Equation (12) has no analytical solution, we have to solve it numerically. Let us introduce the idea of gradient descend. To minimize a general function $f(\mathbf{x})$, we start with an initial guess $\mathbf{x}_0.$ The gradient at $\mathbf{x}_0$ is $\nabla f(\mathbf{x}_0)$, pointing at the direct where $f(\mathbf{x})$ increases fastest. Therefore, we should search in the opposite direction. Our next guess therefore would be:

$$\begin{equation} \mathbf{x}_1 = \mathbf{x}_0 \; – \; \eta \nabla f(\mathbf{x}_0) \end{equation}.$$

Taylor expansion shows $f(\mathbf{x}_1) - f(\mathbf{x}_0)$ would be negative. We can iterate this process to find $\mathbf{x}_2$, $\mathbf{x}_3$, …, until the process converges or we use up computational quotas. Searching for smaller $f$ values along negative gradient line explains the name gradient descend (GD). We have heard about many optimization algorithm, GD is popular in machine learning because a variant of GD called Stochastic Gradient Descent (SGD) enables us to scale up the algorithm to deal with large training data sets [3]. It has been proven by math genius that Equation (12) only has one minimum, which makes it very straightforward to solve and we will not get into it.

### What you need to do
A – Answer these questions using the passage on gradient descent:
(i) What does minimizing a general function start with?
(ii) According to the Taylor expansion, what would be negative?
(iii) Which variant of gradient descent lets the algorithm scale up to large training data sets?
B – From the passage on gradient descent, print the part that opens with the words containing "Taylor expansion shows" and closes with "get into it.".
The rows that come after this passage are separate material.

### Record set
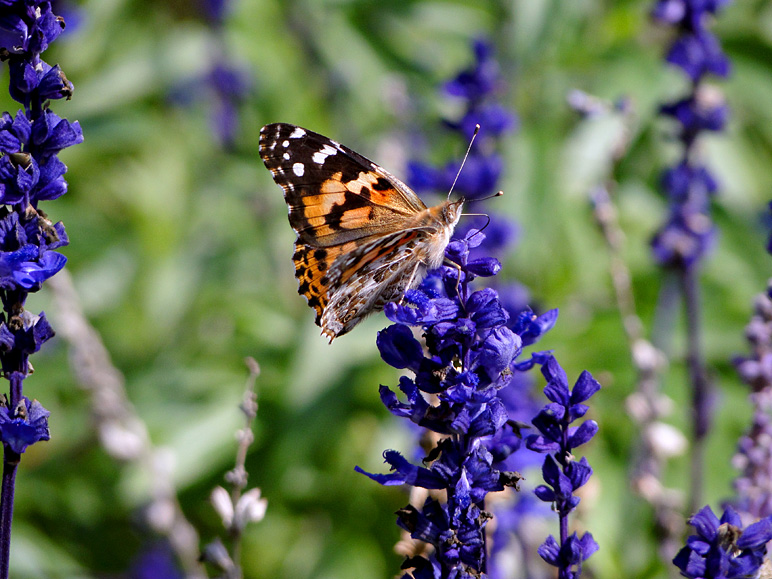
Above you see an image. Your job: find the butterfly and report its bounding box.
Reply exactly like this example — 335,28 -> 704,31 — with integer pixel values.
260,123 -> 464,343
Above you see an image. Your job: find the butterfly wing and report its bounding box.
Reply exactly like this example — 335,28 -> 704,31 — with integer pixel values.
319,229 -> 426,341
260,123 -> 434,340
260,123 -> 426,247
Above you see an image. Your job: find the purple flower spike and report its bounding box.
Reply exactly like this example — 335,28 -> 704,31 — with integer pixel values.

### Final results
A –
(i) An initial guess, $\mathbf{x}_0$.
(ii) $f(\mathbf{x}_1) - f(\mathbf{x}_0)$.
(iii) Stochastic Gradient Descent (SGD).

B –
Taylor expansion shows $f(\mathbf{x}_1) - f(\mathbf{x}_0)$ would be negative. We can iterate this process to find $\mathbf{x}_2$, $\mathbf{x}_3$, …, until the process converges or we use up computational quotas. Searching for smaller $f$ values along negative gradient line explains the name gradient descend (GD). We have heard about many optimization algorithm, GD is popular in machine learning because a variant of GD called Stochastic Gradient Descent (SGD) enables us to scale up the algorithm to deal with large training data sets [3]. It has been proven by math genius that Equation (12) only has one minimum, which makes it very straightforward to solve and we will not get into it.